* begin *

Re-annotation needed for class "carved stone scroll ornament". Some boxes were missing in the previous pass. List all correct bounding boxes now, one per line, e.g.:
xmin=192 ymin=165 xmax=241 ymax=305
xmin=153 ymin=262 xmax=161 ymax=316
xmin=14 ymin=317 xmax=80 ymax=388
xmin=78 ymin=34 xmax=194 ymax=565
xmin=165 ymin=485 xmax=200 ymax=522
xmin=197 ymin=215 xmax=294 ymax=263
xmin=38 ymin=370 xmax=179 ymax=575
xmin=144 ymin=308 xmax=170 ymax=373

* end *

**Task description**
Rewrite the data above, replacing "carved stone scroll ornament" with "carved wooden scroll ornament" and leaving everything else unchanged.

**Response to the task**
Re-annotation needed for class "carved wooden scroll ornament". Some boxes were missing in the previous pass. List all correct bounding boxes now, one per line, e.g.:
xmin=192 ymin=165 xmax=241 ymax=305
xmin=153 ymin=262 xmax=161 ymax=316
xmin=14 ymin=317 xmax=80 ymax=388
xmin=78 ymin=34 xmax=194 ymax=565
xmin=165 ymin=485 xmax=200 ymax=522
xmin=197 ymin=215 xmax=294 ymax=263
xmin=38 ymin=370 xmax=179 ymax=575
xmin=144 ymin=308 xmax=170 ymax=373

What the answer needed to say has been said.